### [YOUR TASK]
Copy every line below where the string "window" is found.

### [MATERIAL SHOWN]

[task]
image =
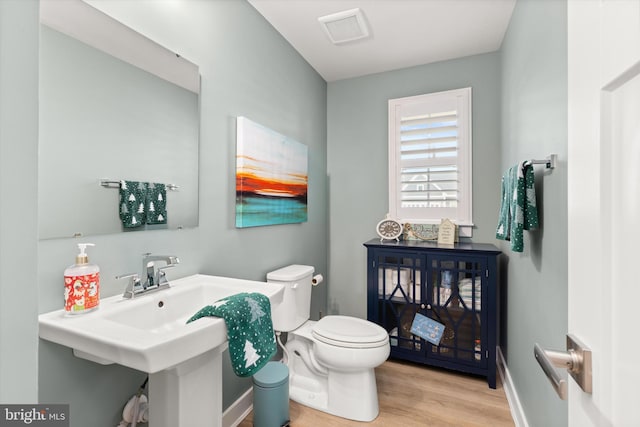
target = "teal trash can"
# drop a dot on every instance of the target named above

==

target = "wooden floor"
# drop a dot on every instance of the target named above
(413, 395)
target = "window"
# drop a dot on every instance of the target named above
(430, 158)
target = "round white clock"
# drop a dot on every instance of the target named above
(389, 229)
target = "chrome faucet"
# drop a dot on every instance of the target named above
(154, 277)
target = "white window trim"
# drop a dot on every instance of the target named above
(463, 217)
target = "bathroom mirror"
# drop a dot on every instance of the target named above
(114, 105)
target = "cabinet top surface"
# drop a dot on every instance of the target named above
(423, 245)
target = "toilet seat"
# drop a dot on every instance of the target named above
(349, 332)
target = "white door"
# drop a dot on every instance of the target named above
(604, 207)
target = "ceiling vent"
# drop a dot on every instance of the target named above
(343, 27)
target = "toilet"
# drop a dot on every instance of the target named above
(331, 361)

### [RESPONSE TO THE TASK]
target = "window"
target = "white window trim"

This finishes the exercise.